-- DATA TO PROCESS --
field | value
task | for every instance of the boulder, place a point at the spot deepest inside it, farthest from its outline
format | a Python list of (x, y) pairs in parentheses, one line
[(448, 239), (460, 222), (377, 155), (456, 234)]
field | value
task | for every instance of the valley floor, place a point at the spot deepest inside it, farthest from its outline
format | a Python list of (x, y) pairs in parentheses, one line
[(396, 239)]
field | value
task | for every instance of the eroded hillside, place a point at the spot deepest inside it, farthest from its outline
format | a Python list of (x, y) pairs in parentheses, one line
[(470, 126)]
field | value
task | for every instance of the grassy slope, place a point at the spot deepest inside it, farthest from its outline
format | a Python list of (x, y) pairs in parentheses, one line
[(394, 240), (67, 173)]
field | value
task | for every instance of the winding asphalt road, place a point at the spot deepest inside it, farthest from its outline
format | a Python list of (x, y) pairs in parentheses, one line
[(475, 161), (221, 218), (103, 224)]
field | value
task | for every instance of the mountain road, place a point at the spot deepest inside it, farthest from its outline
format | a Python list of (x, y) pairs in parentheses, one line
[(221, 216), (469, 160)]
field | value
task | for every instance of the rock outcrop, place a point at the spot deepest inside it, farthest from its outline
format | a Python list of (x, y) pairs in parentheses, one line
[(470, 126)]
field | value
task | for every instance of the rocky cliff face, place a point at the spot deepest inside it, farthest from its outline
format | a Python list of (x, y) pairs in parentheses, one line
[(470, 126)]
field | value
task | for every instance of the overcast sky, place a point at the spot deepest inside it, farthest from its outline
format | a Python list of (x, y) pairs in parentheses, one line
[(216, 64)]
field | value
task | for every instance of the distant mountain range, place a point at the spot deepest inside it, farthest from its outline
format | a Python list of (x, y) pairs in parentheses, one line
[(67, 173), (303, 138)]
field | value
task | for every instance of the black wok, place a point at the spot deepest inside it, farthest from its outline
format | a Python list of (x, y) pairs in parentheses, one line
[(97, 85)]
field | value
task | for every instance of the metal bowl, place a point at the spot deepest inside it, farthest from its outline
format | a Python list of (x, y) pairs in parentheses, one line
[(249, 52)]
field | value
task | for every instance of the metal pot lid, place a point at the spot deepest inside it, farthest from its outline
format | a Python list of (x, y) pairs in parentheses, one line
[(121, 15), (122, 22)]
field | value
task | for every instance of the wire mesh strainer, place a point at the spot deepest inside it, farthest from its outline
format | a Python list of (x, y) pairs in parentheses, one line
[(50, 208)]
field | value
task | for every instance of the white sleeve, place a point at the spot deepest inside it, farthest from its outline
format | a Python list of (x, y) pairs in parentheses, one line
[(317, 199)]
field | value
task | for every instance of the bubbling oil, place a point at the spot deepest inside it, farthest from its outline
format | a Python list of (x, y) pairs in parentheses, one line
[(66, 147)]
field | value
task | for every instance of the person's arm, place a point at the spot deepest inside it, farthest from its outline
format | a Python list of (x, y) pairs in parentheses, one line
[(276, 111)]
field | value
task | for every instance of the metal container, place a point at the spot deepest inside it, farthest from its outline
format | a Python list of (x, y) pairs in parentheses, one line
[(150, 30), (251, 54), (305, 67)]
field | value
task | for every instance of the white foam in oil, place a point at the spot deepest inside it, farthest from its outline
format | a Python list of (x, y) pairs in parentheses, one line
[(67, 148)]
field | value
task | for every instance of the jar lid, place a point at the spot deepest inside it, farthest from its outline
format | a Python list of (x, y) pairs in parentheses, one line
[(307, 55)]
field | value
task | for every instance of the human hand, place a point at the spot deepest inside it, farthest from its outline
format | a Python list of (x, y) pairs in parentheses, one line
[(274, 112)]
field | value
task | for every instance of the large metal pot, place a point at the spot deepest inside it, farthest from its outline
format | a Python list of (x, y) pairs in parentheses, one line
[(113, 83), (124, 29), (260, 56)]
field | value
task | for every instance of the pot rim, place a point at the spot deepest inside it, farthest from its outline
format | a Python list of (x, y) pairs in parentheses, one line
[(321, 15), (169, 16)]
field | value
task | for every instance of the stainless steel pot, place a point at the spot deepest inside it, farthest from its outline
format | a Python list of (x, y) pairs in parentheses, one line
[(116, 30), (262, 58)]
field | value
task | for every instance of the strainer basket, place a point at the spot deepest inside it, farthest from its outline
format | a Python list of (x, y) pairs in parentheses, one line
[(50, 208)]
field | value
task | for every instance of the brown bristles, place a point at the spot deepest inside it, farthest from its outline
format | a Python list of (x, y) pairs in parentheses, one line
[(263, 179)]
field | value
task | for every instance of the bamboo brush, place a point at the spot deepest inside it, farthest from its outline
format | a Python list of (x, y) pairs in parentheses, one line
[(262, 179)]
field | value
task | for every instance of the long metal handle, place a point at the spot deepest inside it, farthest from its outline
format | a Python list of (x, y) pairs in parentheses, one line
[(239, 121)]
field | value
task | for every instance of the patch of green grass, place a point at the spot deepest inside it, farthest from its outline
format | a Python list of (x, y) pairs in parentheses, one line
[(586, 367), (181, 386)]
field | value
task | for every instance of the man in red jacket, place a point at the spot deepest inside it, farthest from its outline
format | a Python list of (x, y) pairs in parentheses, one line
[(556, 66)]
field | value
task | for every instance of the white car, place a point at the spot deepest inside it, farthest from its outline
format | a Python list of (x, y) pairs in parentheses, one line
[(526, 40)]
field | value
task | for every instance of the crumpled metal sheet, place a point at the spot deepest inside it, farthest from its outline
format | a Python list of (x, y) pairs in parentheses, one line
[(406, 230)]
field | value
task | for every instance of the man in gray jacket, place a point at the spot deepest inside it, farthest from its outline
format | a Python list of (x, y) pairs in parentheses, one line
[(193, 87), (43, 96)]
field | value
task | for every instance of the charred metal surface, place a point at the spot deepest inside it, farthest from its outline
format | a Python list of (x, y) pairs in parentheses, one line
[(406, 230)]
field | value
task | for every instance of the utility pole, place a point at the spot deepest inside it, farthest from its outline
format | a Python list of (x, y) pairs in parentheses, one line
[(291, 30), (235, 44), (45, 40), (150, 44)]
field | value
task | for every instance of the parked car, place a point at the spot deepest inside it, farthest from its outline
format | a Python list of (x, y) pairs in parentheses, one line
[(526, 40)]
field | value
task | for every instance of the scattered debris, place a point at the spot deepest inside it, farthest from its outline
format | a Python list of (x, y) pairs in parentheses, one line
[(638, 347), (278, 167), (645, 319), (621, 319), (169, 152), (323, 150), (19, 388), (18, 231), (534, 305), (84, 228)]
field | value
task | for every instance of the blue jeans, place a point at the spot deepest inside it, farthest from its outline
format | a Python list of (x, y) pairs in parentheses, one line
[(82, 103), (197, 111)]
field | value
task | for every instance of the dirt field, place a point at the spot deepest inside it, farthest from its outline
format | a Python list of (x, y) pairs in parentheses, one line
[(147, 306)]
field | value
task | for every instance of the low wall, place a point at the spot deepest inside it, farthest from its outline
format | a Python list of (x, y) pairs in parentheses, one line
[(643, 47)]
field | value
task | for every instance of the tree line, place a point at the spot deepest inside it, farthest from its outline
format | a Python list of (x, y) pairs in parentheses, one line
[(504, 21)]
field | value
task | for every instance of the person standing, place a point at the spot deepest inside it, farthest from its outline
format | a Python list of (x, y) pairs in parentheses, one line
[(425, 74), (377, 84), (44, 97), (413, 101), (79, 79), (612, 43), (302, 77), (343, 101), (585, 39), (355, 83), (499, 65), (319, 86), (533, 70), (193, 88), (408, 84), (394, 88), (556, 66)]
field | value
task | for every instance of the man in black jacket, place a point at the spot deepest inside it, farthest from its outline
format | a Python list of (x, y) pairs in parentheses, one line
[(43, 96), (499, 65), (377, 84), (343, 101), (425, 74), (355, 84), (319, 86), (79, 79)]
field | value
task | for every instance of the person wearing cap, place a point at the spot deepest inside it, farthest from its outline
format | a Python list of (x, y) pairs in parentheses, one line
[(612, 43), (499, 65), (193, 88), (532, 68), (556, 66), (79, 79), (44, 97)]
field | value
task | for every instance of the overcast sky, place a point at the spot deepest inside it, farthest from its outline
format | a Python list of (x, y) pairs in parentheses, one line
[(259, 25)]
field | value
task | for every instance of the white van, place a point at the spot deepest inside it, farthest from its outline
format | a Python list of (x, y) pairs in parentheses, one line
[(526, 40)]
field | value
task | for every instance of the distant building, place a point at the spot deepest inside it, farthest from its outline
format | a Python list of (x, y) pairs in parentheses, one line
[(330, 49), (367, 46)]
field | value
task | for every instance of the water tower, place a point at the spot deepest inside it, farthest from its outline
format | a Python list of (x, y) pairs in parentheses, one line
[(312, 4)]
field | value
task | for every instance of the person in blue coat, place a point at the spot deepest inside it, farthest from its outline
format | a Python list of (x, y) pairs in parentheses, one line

-- WHAT THE EXERCISE ASKS --
Could you find each line in the entries that contains the string "distant" and copy it?

-- TASK RESPONSE --
task | for every instance of the distant mountain range, place a point at the spot deepest inside it, farthest from its outline
task | for every instance of the distant building, place a point at the spot deepest inside it, farthest from its outline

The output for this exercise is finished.